#### Given request:
Please give this listing as a Markdown table with two columns, Row and Line, putting each line's number under Row and its text under Line and leaving out any blank lines. Keep the pictures out of the table.

#### Exercise input:
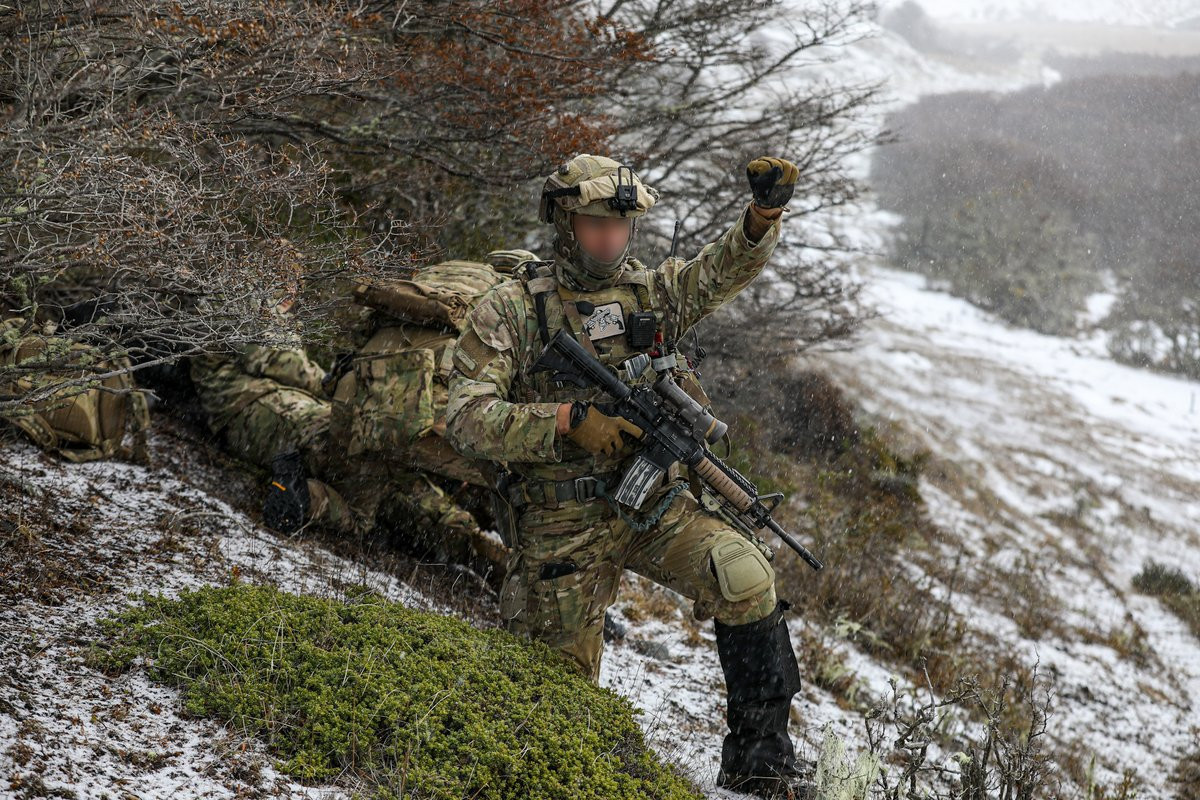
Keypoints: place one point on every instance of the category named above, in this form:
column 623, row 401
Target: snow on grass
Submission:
column 1072, row 465
column 95, row 536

#### Completed task:
| Row | Line |
|---|---|
| 1 | Keypoints: place one point on every instance of the category named above, in this form: |
| 2 | column 623, row 401 |
| 3 | Target: snow on grass |
| 4 | Submission: |
| 5 | column 1072, row 465 |
| 6 | column 95, row 536 |